## Goal of the exercise
Count the rows below that contain the word "position", with case counting, and reply with the number alone.
-------- Given entries --------
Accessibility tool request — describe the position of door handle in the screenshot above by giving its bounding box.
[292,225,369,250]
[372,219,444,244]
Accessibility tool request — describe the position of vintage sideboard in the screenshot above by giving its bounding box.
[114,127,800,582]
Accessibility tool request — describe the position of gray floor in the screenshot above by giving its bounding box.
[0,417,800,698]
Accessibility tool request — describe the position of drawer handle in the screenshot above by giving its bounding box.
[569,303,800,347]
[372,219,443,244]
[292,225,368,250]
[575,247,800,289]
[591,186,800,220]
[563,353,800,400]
--------
## Task output
4